The request
Transcribe the data below line for line without changing a word, and leave the pictures out of your copy.
╭─ Entries
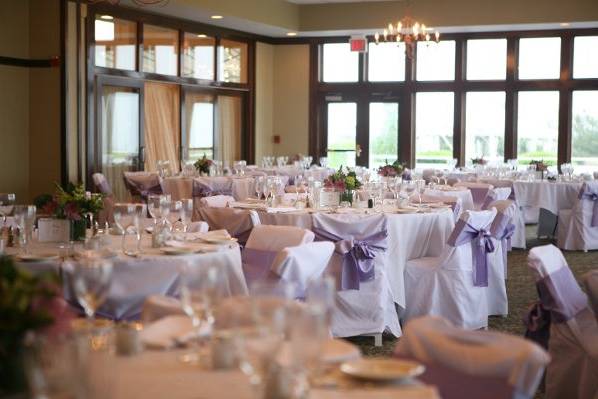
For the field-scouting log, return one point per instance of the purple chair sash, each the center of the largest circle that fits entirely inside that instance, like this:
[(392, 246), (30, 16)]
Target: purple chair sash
[(590, 192), (560, 294), (358, 255), (257, 263), (483, 245)]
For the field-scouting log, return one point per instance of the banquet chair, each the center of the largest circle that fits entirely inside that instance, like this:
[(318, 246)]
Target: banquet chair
[(238, 222), (455, 284), (472, 364), (102, 185), (142, 184), (577, 228), (364, 300), (573, 342), (479, 191)]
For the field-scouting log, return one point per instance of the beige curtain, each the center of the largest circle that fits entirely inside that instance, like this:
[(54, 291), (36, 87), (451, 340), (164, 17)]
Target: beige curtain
[(162, 138), (228, 128)]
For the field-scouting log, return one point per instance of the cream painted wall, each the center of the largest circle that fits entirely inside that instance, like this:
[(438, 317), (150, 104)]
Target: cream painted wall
[(14, 100), (291, 98), (264, 100)]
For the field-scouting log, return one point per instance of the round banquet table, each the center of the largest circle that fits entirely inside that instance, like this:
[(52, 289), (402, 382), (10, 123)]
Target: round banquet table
[(135, 278), (410, 236), (180, 187), (548, 195)]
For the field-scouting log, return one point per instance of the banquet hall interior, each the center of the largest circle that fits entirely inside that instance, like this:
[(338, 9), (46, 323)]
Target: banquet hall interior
[(289, 199)]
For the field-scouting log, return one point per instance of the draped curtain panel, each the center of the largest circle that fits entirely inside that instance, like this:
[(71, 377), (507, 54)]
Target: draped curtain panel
[(162, 138), (228, 125)]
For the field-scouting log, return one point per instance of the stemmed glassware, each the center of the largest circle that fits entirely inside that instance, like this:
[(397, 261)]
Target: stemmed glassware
[(25, 220), (201, 290), (127, 217), (7, 202)]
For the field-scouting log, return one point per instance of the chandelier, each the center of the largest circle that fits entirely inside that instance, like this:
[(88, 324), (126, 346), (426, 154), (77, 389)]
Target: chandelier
[(407, 31)]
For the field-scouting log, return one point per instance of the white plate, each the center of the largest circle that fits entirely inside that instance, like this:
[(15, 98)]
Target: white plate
[(379, 369), (36, 257)]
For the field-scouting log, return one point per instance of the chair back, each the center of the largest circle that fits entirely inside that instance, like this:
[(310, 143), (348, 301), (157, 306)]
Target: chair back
[(471, 357)]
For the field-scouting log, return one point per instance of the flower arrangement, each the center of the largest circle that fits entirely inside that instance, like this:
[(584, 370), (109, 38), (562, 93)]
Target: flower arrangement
[(28, 304), (203, 164), (391, 170), (540, 165), (73, 203), (479, 161), (343, 180)]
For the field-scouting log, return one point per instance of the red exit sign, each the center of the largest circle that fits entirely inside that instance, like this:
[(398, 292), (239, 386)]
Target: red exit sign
[(359, 44)]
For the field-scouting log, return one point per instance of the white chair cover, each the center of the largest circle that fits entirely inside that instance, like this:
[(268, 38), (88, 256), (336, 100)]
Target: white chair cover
[(444, 286), (577, 228), (434, 341), (369, 309), (573, 343)]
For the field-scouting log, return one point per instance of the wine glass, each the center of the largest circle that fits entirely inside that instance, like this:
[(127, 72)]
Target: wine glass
[(202, 288), (25, 220), (7, 202), (90, 279), (127, 216)]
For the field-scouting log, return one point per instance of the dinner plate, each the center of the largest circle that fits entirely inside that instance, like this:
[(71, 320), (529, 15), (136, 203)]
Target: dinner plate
[(36, 257), (379, 369)]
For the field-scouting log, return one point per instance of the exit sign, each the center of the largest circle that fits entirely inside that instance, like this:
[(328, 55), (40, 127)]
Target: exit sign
[(358, 44)]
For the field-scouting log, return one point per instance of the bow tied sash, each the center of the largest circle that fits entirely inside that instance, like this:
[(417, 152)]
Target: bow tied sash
[(483, 245), (590, 193), (358, 255)]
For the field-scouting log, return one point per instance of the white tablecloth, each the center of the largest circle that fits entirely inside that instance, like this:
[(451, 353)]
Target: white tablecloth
[(410, 236), (551, 196), (133, 279)]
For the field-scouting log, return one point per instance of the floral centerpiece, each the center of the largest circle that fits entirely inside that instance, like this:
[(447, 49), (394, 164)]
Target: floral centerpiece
[(74, 204), (391, 170), (29, 304), (479, 161), (345, 181), (203, 165)]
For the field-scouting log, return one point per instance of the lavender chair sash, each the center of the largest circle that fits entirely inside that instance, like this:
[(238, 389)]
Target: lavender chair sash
[(560, 295), (590, 193), (358, 255), (483, 245), (203, 190)]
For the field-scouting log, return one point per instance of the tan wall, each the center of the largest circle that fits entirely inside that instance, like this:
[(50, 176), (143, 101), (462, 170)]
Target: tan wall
[(14, 100), (264, 100), (291, 98)]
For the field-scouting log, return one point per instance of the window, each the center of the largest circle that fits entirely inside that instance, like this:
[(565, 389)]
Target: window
╰─
Answer for this exercise
For the field-scouting log, return one point per instance of the purple chair sash, each the center of the largest circle that fits entirely inside that instance, like this:
[(392, 246), (30, 16)]
Target: purple chair sash
[(590, 192), (560, 294), (358, 255), (257, 263), (483, 245)]
For the field-scouting log, return one point per instance of the banquet chair, each the center of the largest circle that fits entirely inside that instance, like this:
[(318, 246)]
Target: banquet chair
[(238, 222), (455, 284), (472, 364), (102, 185), (142, 184), (577, 228), (364, 300), (573, 342), (479, 191)]
For the field-scouting log, return one point per instance of the beige curtain, each the center of the largest circle that fits entirely inside that instance, like this:
[(54, 291), (36, 87), (451, 340), (164, 17)]
Target: beige curtain
[(162, 138), (228, 128)]
For the field-scouting log, return one point per instance of the cream painted wall, each the center of the largest circle that fits entirely inside that instance, like this:
[(438, 317), (150, 104)]
Target: cream painted wall
[(14, 100), (291, 98), (264, 100)]
For the field-scouting log, return one point per instance of the round banquet table, each the center of the largest circle that fits entirely inside that instance, like this:
[(52, 289), (402, 382), (10, 123)]
Target: round banquet table
[(135, 278), (410, 236), (180, 187), (548, 195)]
For the field-scouting log, return one point per instance of the banquet hall interior, each the center of the largest circle that fits entirely inside that instance, like this:
[(338, 9), (46, 323)]
Target: banquet hall interior
[(289, 199)]
For the field-scouting log, return one point per instance of the draped curtain panel, each the center of the largest circle that fits entirely inside that instance, like this:
[(71, 377), (507, 54)]
Target: draped curtain panel
[(162, 138), (228, 125)]
For the field-scouting log, return one point per instance of the stemmed glassware, each the center of the largest circle that fits entirely inside that instance, like this:
[(397, 261)]
Target: stemmed glassware
[(25, 220), (201, 290), (127, 217), (7, 202)]
For the field-scouting log, return one point per instance of the chandelier, each the center of the largest circle that fits entirely inside that instance, like this:
[(88, 324), (126, 346), (426, 154), (77, 389)]
Target: chandelier
[(407, 31)]
For the field-scouting log, return one point per instance of the white plate, each the center of the largest circle that fits entirely inside that instance, like this:
[(15, 98)]
Target: white plate
[(379, 369), (36, 257)]
For the field-scouting log, return one point per instance of the chair back, each the center of the largest circle that fits entirely inside that instance, like this:
[(310, 143), (348, 301), (157, 306)]
Target: chair back
[(471, 357)]
For the field-scouting log, return one point per instance of the flower arrangement, each the center of the largest circle that fits entirely inside that instance, like this:
[(584, 370), (109, 38), (562, 93)]
Target: flower arrangement
[(28, 304), (203, 164), (391, 170), (540, 165), (73, 203), (479, 161), (343, 180)]
For the field-scouting log, return one point per instance of the red exit sign, each the center of the largest circle that fits entirely inside that instance, like this:
[(398, 292), (239, 386)]
Target: red exit sign
[(359, 44)]
For the field-scouting log, return one point per instance of the white chair cover, each the center of the largest circle that fits entirely inside that instance, like this:
[(268, 38), (88, 256), (336, 100)]
Target: white chair cover
[(444, 286), (577, 228), (434, 341), (369, 309), (573, 343)]
For the field-scouting log, return one point per instance of the wine glass, each the center of the largest circle that fits entirely inside that instance, like this:
[(127, 72)]
Target: wine glass
[(202, 288), (25, 220), (7, 202), (90, 279), (127, 216)]
For the field-scouting log, return one point per instance of the dinner plate, each the center of the largest circle that fits entirely inside that instance, like this:
[(71, 320), (529, 15), (136, 203)]
Target: dinner plate
[(36, 257), (379, 369)]
For the field-scouting log, return one point per instance of the exit sign, each the center of the largest circle that fits entirely inside that instance, like this:
[(328, 55), (40, 127)]
Target: exit sign
[(358, 44)]
For the field-scouting log, return one point per instance of the bow tied sash, each the center of the largest circle that fits entirely inside that instance, like this:
[(417, 152)]
Target: bow tied sash
[(483, 245), (590, 193), (358, 255)]
For the field-scouting log, return one point per instance of the white tablecloth, each the center of the largest circle that fits entirely inside that instance, like this:
[(451, 353)]
Target: white tablecloth
[(410, 236), (551, 196), (133, 279)]
For the field-scouting log, return one point per instance of the floral centerpiece, each the center of the largest circle that fits entirely inside that instance, like this:
[(447, 49), (394, 164)]
Target: floral centerpiece
[(74, 204), (391, 170), (29, 304), (479, 161), (345, 181), (203, 165)]
For the field-scouting log, return one point per instance of the lavender chair sash, each the center of the largest circle that fits entirely inside that instance, like this:
[(238, 389)]
Target: lavender chair sash
[(560, 295), (590, 193), (358, 255), (483, 245), (203, 190)]
For the field-scouting log, return one point per instance of the tan wall, each the center of the largest circle that fits entirely inside that instance, like this:
[(50, 176), (143, 101), (462, 170)]
Target: tan wall
[(14, 100), (264, 100), (291, 98)]
For the field-scouting log, return one point per instance of the window, each the center of the largest circle that fits entirely inside that instance, like this:
[(565, 389)]
Target: window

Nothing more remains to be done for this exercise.